● **Task details**
Every record is to be printed exactly as it appears.

● **Data for review**

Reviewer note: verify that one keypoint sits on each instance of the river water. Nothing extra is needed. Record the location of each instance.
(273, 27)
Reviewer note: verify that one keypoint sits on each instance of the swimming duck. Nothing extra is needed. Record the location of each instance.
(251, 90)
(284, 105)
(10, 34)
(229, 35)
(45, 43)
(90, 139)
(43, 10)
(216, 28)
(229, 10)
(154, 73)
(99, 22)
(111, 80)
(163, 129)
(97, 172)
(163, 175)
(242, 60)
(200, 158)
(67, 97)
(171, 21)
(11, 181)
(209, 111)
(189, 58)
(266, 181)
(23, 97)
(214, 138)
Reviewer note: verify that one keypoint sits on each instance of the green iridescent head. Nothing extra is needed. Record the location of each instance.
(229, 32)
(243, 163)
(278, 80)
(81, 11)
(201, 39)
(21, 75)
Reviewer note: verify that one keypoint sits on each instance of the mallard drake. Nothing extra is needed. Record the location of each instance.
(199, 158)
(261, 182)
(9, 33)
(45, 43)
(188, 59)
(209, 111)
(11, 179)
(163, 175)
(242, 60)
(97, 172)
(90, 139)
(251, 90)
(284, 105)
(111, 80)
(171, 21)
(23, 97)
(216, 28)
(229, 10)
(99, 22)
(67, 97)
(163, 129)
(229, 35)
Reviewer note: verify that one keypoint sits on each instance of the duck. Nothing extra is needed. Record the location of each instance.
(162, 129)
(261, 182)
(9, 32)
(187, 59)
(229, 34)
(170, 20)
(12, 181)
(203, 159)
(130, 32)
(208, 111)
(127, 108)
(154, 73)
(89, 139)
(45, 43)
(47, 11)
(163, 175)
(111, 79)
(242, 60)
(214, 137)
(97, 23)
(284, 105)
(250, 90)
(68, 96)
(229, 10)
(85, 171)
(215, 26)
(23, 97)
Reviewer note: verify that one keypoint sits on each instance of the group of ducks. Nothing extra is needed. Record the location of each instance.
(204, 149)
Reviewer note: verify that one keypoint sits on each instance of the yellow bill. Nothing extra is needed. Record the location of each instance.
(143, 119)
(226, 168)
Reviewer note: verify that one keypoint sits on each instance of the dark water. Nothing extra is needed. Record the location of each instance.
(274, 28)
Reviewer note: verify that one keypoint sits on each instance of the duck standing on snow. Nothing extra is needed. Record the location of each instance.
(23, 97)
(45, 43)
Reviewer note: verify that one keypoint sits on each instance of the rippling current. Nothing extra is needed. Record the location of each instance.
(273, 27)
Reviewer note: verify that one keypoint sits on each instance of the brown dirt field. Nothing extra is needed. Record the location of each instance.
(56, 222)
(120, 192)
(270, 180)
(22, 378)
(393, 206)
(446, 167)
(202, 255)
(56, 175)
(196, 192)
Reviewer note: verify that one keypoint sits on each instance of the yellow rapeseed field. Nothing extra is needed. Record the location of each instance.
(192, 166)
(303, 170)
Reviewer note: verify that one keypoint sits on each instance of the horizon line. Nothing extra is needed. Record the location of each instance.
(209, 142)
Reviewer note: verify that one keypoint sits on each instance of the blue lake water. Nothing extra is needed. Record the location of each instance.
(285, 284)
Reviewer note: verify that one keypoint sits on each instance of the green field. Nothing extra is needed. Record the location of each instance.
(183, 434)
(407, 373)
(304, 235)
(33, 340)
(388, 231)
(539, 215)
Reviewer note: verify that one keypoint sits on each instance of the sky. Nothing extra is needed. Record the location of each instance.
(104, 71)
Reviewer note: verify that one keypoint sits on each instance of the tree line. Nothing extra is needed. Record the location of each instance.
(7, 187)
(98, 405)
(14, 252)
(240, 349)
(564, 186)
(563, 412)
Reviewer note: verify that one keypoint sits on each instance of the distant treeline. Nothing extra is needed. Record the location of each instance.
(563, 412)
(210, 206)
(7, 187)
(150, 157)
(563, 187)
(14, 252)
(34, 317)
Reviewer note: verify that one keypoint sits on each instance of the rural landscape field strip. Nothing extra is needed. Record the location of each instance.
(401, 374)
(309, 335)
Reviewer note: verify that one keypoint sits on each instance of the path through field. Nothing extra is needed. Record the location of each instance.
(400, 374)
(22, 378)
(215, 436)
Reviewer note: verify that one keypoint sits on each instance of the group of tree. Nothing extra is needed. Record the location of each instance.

● **Exercise result**
Reviewer note: verify that one keypoint sits on each instance of the river water. Nothing extra is needed. Record the location of each instance.
(273, 27)
Reviewer note: verify that one keypoint sits on each instance of the swimming duck. Nothing extra is needed. Record the location of each instance.
(251, 90)
(284, 105)
(10, 34)
(229, 35)
(45, 43)
(90, 139)
(43, 10)
(216, 28)
(229, 10)
(154, 73)
(99, 22)
(111, 80)
(163, 129)
(97, 172)
(163, 175)
(242, 60)
(200, 158)
(67, 97)
(171, 21)
(11, 181)
(209, 111)
(189, 58)
(266, 181)
(23, 97)
(214, 138)
Reviewer note: verify that one keypoint sits on each instance of the green iridescent head. Nothing extra is needed. Record the location of each instance.
(229, 32)
(243, 163)
(278, 80)
(81, 11)
(201, 39)
(21, 75)
Reviewer note: verify that one keypoint sits on each instance of the mallard drake. Nothing extra is needed. Record the location of each instance.
(199, 158)
(261, 182)
(9, 33)
(45, 43)
(188, 59)
(209, 111)
(11, 179)
(163, 175)
(242, 60)
(97, 172)
(90, 139)
(251, 90)
(284, 105)
(111, 80)
(171, 21)
(23, 97)
(216, 28)
(229, 10)
(99, 22)
(67, 97)
(163, 129)
(229, 35)
Reviewer note: verify that one keypoint sits on each instance of the duck. Nothing extra is needed. Record the location of each instance.
(162, 129)
(261, 182)
(9, 32)
(187, 59)
(229, 34)
(170, 20)
(12, 181)
(203, 159)
(130, 32)
(208, 111)
(127, 108)
(154, 73)
(89, 139)
(45, 43)
(47, 11)
(163, 175)
(111, 79)
(242, 60)
(214, 137)
(97, 23)
(284, 105)
(250, 90)
(68, 96)
(229, 10)
(85, 171)
(215, 26)
(23, 97)
Reviewer note: verify that one keypoint sits on each instance of the group of ducks. Nothing extra is needed. Record the location of each instance.
(204, 149)
Reviewer note: verify that one keypoint sits on each instance of the yellow bill. Nothing extra is needed. Record the location of each instance.
(143, 119)
(226, 168)
Reviewer note: verify that one keypoint sits on each instance of the dark water. Nothing extra is needed. Record the location of each instance.
(274, 28)
Reviewer note: verify that one keypoint sits on each instance of the duck standing on snow. Nothing extra is needed. Record the location of each instance.
(23, 97)
(45, 43)
Reviewer note: verify that one keypoint sits on each instance of the rippling current. Nothing extra is needed. Record the location of each instance.
(273, 27)
Reviewer note: verify that one keypoint sits on each instance of the brown dirt field. Nothing extra is needed. Record the location of each instance.
(56, 222)
(120, 192)
(270, 180)
(22, 378)
(393, 206)
(446, 167)
(202, 255)
(56, 175)
(196, 192)
Reviewer note: verify that one keypoint sits on each instance of the yellow rapeseed field. Nothing extra is needed. Record the location of each instance.
(192, 166)
(303, 170)
Reviewer note: verify that one keypoint sits on each instance of the horizon line. Nothing extra is needed. Record the location of each instance.
(209, 142)
Reviewer note: verify that one keypoint sits on each instance of the blue lake water. Nothing extra is needed. Record the location of each instance.
(285, 284)
Reviewer note: verify that one keypoint sits on each instance of the green field. Nothing extra is needed. Record the location of each instance.
(183, 434)
(407, 373)
(304, 235)
(33, 340)
(388, 231)
(539, 215)
Reviewer note: verify that one keypoint sits on each instance of the sky. Nothing extra is needed. Record the location of each instance.
(104, 71)
Reviewer note: verify that one keypoint sits on each instance of the tree line. Nothing extra is needed. Record the location of each instance.
(7, 187)
(98, 405)
(14, 252)
(240, 349)
(564, 186)
(563, 412)
Reviewer note: verify that one keypoint sits on each instance of the distant treeline. Nothing extra is needed. Record the location of each instance.
(563, 412)
(210, 206)
(7, 187)
(150, 157)
(563, 187)
(14, 252)
(34, 317)
Reviewer note: verify that one keypoint sits on each instance of the rural landscape field strip. Nothing extra is needed. Record the location of each instance.
(401, 374)
(309, 335)
Reviewer note: verify that one keypoint sits on each instance of the path through field. Nothing extra is needed. Record the location of each instance.
(400, 374)
(22, 378)
(215, 436)
Reviewer note: verify that one keypoint sits on each instance of the group of tree. Nothing extra is needed. Record the location of each instance.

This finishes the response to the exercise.